#### Given records:
# # #
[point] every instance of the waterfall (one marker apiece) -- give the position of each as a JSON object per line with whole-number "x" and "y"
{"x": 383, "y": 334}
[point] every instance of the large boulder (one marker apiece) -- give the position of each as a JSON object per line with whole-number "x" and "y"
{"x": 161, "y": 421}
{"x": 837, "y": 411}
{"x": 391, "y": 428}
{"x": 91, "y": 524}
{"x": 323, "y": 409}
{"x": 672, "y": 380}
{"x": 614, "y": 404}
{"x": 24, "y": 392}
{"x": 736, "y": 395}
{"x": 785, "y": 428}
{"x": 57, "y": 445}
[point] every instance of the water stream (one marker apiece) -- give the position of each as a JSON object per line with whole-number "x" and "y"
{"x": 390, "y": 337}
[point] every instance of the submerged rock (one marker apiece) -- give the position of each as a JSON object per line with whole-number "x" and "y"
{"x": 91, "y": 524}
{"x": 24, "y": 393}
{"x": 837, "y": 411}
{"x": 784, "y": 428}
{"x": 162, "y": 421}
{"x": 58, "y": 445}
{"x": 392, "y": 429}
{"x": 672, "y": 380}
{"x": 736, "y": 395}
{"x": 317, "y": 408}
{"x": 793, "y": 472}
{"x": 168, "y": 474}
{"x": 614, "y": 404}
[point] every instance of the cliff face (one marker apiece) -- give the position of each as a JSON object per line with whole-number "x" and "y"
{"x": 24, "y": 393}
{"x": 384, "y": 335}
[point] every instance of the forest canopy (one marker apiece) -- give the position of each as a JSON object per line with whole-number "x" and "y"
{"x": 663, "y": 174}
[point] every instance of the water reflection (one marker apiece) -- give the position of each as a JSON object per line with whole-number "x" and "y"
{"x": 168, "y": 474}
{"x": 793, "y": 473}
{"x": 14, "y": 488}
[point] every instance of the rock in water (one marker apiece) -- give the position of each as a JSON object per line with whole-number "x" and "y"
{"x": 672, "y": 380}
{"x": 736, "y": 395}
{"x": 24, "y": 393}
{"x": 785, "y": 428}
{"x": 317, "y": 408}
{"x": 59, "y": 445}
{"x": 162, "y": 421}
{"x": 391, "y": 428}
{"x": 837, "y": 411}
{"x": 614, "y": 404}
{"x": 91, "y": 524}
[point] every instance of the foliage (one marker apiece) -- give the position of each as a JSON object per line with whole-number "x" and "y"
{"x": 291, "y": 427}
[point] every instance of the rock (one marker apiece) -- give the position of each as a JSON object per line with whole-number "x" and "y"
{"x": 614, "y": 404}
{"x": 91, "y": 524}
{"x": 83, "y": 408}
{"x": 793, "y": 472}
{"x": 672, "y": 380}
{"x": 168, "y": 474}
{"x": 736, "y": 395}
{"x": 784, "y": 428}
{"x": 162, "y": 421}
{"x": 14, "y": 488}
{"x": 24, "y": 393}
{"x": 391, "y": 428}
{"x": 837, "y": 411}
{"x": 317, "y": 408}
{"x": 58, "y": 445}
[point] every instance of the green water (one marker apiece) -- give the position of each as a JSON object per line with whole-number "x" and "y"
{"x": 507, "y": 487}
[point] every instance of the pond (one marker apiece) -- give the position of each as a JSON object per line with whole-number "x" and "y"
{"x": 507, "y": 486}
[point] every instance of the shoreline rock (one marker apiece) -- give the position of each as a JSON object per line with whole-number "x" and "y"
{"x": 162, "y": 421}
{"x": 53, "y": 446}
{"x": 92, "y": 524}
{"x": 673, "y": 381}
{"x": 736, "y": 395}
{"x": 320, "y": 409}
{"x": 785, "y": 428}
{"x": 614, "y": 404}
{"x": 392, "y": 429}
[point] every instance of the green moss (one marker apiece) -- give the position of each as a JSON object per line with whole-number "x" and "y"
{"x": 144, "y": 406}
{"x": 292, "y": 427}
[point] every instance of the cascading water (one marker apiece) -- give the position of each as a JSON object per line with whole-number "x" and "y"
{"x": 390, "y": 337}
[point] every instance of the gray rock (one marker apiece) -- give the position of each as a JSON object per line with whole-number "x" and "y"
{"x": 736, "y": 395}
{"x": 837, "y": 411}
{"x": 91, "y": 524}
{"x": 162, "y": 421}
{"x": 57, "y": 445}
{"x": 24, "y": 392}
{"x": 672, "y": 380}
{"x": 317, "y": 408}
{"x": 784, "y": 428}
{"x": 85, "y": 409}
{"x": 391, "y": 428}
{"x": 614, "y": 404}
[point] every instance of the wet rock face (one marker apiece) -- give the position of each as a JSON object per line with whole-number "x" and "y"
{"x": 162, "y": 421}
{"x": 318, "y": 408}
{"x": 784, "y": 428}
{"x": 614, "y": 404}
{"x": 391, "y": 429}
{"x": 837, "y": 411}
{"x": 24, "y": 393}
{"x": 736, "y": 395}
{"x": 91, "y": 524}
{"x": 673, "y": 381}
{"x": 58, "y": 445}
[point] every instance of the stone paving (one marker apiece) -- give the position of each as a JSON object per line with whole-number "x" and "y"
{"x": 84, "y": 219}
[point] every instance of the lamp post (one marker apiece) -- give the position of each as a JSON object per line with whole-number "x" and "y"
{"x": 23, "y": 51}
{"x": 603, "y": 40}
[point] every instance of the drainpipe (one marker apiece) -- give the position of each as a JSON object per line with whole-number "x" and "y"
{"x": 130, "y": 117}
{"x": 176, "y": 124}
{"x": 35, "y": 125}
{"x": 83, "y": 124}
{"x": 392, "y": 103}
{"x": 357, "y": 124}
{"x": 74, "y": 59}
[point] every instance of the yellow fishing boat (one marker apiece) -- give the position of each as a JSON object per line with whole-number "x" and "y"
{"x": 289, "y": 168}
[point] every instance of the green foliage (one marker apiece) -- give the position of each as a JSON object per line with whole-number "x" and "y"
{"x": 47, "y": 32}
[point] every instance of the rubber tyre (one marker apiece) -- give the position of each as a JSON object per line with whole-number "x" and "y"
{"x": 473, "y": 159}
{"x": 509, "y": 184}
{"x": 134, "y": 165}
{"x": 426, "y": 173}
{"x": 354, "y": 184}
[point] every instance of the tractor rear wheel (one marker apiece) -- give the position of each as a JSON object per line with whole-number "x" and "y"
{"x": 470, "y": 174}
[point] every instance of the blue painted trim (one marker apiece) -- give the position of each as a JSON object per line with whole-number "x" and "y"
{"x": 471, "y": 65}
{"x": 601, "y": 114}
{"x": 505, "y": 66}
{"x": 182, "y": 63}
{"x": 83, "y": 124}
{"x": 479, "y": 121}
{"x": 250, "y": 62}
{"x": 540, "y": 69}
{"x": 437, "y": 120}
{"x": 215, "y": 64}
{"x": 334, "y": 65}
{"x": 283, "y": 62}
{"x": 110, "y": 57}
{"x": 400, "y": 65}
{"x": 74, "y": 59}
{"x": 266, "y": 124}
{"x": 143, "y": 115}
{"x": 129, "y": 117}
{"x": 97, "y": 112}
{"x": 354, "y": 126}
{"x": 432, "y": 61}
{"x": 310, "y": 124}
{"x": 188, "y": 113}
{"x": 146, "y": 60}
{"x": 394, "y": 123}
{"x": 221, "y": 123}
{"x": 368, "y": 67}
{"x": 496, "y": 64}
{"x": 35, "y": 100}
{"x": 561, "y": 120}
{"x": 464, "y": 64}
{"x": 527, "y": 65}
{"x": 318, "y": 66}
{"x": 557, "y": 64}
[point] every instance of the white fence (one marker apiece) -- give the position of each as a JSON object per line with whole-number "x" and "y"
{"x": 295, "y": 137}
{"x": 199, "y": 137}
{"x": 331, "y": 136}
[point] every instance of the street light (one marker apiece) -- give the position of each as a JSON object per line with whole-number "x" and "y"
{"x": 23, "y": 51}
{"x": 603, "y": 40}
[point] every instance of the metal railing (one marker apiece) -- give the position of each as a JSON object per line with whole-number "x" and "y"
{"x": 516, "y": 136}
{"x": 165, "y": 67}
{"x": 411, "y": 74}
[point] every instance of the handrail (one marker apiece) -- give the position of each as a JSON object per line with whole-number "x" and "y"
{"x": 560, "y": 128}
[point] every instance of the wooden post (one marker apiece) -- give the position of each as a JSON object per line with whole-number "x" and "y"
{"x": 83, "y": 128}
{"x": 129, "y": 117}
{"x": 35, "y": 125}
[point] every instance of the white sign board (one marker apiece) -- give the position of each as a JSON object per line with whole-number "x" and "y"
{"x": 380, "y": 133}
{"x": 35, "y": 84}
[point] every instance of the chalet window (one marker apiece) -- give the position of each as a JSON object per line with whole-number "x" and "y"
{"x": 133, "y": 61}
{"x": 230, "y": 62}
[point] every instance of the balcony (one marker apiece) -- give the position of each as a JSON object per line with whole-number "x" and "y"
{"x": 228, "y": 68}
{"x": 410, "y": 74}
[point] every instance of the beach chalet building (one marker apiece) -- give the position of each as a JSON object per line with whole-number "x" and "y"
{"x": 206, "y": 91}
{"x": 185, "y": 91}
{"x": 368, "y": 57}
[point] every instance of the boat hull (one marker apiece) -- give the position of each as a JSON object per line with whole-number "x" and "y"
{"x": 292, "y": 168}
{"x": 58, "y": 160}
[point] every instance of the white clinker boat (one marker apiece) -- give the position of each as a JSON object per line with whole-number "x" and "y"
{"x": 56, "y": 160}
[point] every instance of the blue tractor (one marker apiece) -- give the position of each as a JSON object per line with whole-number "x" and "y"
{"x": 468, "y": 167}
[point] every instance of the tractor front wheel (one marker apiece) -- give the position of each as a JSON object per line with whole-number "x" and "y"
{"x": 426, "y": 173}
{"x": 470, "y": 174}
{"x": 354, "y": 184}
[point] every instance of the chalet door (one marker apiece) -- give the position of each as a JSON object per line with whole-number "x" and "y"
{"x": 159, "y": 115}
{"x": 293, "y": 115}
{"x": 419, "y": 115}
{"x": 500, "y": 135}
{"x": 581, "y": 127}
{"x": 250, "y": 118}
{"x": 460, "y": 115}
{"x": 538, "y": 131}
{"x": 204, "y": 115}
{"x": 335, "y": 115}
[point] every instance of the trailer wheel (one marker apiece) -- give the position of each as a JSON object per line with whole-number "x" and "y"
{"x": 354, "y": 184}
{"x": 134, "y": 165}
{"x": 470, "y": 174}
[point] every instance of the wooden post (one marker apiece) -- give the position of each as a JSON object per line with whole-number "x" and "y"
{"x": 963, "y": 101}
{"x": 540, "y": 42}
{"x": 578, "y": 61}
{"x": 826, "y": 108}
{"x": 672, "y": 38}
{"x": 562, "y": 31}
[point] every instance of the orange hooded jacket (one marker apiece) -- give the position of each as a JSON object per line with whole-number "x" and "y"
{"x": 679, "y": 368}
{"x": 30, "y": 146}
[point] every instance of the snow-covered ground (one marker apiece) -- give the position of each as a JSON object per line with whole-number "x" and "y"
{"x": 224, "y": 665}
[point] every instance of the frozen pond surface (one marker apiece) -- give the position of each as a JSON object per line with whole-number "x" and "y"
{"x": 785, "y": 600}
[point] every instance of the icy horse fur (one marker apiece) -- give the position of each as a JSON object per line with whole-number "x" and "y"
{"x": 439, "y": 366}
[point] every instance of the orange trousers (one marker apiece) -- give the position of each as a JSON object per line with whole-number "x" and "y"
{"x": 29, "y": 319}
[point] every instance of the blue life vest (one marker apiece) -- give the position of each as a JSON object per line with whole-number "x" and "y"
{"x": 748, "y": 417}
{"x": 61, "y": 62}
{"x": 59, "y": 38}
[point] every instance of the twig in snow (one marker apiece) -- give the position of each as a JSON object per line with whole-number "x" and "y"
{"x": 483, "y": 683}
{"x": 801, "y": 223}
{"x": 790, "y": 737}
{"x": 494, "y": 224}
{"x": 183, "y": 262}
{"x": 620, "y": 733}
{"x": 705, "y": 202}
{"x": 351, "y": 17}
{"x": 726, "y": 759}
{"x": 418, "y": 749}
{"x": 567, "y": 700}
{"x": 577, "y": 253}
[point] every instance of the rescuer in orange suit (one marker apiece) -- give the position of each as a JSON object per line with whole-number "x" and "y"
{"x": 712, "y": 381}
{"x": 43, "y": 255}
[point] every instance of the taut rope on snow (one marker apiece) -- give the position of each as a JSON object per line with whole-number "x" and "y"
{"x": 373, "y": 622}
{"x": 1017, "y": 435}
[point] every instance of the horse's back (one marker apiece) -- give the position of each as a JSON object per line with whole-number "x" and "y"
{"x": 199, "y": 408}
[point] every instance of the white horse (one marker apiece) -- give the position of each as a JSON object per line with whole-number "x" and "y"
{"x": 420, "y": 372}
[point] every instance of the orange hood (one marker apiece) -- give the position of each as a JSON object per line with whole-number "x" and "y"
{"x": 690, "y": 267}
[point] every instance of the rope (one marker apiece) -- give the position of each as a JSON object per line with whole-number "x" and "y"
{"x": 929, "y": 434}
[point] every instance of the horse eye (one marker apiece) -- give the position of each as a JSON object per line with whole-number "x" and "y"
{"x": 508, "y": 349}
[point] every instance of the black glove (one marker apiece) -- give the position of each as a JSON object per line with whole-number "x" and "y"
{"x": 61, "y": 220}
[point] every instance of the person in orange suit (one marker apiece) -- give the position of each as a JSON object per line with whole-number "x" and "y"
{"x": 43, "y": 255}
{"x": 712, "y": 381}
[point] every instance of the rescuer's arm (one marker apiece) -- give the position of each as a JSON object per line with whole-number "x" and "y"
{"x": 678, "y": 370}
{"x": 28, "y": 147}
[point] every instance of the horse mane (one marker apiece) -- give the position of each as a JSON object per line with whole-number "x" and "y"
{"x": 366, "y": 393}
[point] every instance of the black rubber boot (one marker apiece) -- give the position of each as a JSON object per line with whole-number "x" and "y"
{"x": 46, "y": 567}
# # #
#### What to produce:
Beginning at the line that holds "[point] every instance of the horse mane", copy every line through the end of the entries exactly as given, and only those lines.

#### Solution for this problem:
[point] every instance of the horse mane (one marker apiece) -- give the position of each as a JSON object per line with whole-number "x" and "y"
{"x": 366, "y": 393}
[point] every instance of the black rubber boot (one marker apiece) -- give the position of each as a JSON object per line with whole-number "x" and "y"
{"x": 46, "y": 567}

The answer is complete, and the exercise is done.